**Stated task:**
Pull out every line of the rows below that contains the string "target". Match its case exactly.

[Stored records]
%%

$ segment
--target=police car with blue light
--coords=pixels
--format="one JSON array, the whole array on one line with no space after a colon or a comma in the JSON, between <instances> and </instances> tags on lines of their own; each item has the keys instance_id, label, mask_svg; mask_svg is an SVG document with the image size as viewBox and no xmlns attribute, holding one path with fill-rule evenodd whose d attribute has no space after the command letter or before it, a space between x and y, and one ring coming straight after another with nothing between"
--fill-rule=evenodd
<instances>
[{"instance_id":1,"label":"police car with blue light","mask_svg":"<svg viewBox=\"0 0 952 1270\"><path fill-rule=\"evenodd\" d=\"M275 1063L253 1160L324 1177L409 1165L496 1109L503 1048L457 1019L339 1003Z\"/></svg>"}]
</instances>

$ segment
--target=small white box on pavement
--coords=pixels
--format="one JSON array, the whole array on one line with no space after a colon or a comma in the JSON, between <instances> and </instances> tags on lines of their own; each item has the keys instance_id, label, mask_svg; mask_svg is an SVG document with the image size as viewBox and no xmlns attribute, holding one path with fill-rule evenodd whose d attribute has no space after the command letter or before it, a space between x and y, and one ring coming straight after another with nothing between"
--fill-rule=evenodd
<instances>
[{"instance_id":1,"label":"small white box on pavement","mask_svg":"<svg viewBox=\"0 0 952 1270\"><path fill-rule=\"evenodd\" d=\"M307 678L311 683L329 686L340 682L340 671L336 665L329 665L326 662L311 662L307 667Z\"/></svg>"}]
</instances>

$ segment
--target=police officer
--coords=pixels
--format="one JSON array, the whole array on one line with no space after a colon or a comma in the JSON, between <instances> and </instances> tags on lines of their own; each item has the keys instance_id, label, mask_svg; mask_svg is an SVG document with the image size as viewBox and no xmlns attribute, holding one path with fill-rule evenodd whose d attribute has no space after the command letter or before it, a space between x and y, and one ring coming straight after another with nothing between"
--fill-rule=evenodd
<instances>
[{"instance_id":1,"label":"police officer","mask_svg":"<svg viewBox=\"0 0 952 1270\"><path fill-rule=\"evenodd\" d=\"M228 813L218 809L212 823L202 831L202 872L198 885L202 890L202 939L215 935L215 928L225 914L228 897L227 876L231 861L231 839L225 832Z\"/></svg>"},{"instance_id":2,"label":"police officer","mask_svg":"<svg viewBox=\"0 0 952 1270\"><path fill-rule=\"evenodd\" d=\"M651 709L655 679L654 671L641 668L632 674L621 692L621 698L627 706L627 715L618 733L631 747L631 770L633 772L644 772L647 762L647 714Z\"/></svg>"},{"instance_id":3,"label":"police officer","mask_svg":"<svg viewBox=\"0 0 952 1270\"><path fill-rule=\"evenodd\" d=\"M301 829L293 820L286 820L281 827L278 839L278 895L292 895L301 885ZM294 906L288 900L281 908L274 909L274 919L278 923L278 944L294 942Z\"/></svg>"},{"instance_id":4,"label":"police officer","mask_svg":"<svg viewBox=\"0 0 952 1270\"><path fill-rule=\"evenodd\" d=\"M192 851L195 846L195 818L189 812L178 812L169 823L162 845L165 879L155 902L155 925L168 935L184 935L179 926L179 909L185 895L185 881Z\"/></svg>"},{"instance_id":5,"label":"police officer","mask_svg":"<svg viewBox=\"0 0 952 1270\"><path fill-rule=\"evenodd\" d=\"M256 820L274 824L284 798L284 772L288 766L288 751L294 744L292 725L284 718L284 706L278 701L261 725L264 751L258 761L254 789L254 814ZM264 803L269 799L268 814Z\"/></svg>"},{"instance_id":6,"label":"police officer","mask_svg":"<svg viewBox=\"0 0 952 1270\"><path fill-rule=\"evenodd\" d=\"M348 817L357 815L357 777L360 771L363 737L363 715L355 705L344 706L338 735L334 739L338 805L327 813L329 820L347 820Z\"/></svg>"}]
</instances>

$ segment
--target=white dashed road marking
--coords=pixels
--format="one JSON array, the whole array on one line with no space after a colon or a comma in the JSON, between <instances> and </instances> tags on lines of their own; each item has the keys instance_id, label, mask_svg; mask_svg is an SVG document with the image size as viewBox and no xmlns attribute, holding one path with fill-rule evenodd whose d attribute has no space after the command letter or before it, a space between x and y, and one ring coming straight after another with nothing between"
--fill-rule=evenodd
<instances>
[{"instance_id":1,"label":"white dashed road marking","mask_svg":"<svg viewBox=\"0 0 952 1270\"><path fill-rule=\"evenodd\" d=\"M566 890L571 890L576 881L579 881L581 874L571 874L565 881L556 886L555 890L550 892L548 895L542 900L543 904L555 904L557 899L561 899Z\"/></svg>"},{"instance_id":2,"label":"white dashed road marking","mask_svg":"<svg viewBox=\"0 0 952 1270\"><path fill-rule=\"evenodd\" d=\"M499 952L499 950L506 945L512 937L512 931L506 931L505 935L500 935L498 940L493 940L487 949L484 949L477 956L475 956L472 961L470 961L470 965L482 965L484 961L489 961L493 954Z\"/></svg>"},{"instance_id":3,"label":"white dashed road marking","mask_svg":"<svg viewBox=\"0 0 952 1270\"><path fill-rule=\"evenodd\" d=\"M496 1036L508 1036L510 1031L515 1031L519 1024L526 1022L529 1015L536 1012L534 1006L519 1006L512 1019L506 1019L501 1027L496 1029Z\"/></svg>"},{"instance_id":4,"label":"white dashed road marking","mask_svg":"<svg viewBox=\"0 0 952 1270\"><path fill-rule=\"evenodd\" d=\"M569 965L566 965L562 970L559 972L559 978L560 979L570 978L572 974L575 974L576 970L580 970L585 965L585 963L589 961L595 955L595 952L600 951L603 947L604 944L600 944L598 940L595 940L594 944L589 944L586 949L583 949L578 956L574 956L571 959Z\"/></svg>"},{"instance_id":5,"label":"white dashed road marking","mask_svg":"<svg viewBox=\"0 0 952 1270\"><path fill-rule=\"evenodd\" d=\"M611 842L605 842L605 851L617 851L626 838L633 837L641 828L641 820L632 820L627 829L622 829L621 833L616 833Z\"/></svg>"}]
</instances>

%%

**Response below:**
--target=police car with blue light
--target=small white box on pavement
--target=police officer
--target=white dashed road marking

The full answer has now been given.